### WHAT TO DO
Please scale the answer coordinates in the data from the line containing "Practice. Find the uniform collar" through the line containing "(1101, 751)" by multiplying each by 0.35 and rounding to the nearest whole number, with halves rounded up. Rewrite every line in that stretch, keeping all other text and the sample coordinates unchanged.
#### WORKING DATA ####
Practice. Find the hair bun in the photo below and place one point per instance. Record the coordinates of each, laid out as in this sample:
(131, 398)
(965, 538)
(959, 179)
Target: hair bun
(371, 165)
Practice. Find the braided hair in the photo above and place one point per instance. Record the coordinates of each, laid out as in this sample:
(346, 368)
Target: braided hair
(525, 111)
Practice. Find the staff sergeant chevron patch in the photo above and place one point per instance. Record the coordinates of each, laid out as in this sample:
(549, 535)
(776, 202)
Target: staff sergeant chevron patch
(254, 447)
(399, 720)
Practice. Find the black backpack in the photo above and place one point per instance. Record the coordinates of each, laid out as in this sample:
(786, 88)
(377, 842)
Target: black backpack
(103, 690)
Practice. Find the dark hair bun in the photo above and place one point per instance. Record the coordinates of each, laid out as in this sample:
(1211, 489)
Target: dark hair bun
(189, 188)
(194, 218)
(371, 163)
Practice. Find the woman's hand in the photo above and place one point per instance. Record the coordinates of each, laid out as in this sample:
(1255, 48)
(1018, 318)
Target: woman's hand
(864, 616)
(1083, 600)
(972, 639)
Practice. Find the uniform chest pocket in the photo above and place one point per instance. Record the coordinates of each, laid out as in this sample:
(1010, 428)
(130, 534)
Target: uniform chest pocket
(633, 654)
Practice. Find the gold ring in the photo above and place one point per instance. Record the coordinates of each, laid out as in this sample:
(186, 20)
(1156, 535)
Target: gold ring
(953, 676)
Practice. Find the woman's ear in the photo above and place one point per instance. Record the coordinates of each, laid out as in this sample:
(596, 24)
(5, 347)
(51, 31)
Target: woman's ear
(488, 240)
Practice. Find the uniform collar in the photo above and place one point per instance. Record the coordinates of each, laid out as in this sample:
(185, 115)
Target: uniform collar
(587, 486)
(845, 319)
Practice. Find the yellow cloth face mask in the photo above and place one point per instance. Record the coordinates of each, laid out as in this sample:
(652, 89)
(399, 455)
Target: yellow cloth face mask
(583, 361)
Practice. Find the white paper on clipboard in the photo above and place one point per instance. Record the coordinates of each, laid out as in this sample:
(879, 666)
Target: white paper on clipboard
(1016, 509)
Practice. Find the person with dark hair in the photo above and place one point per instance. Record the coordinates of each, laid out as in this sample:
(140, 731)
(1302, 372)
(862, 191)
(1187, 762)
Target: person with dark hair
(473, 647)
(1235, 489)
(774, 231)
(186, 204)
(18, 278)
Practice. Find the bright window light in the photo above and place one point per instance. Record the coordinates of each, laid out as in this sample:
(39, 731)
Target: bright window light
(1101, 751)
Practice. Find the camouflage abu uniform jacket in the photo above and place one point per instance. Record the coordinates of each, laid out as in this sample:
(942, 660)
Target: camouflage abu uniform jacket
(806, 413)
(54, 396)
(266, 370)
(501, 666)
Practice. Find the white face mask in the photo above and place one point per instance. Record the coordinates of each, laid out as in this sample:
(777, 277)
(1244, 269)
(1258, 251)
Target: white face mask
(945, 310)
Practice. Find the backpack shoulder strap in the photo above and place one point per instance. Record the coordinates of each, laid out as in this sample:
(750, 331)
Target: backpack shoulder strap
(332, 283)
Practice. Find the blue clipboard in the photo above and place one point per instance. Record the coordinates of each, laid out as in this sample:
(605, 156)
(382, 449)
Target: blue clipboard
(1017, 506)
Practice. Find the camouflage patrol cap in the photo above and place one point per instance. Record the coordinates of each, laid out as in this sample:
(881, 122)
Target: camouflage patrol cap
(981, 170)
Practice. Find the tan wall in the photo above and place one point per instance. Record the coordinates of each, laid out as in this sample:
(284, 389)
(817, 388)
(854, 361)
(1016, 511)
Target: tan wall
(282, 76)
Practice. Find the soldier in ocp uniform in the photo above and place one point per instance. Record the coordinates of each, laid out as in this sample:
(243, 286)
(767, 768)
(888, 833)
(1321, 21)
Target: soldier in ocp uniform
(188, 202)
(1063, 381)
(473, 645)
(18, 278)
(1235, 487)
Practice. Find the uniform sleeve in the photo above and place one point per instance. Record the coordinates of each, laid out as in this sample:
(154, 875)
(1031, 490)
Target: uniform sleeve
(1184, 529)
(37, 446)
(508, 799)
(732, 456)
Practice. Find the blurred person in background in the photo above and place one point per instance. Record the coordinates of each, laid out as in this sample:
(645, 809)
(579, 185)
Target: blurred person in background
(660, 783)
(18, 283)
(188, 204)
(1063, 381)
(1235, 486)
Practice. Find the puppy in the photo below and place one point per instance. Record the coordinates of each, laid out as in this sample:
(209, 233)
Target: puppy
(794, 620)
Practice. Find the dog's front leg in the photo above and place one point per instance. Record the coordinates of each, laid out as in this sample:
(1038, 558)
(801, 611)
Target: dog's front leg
####
### SOLUTION TO THIS EXERCISE
Practice. Find the uniform collar in the photo above and place one point per instance. Record the coordinates of each, laid out as in this sample:
(185, 115)
Target: uniform collar
(205, 170)
(296, 112)
Practice. Find the yellow cloth face mask in the photo above and place one point per instance. Record the coordinates of each, laid out as in this sample:
(652, 89)
(399, 455)
Target: yellow cloth face mask
(204, 126)
Practice. Find the white paper on clipboard in the photo above and place one point per instance. Record the coordinates of each, laid out as in this sample:
(879, 666)
Target: white paper on clipboard
(356, 178)
Practice. Find the person with dark hair in the photo above and place one point per instance. Record the coordinates of each, laid out as in this sample:
(140, 731)
(1302, 372)
(862, 191)
(1187, 762)
Target: person with dark hair
(166, 226)
(432, 171)
(271, 81)
(65, 71)
(6, 97)
Practice. Find the bright window light in the photo above and place one point per instance. Record the coordinates of each, laid out as in this sample:
(39, 731)
Target: bright window light
(385, 263)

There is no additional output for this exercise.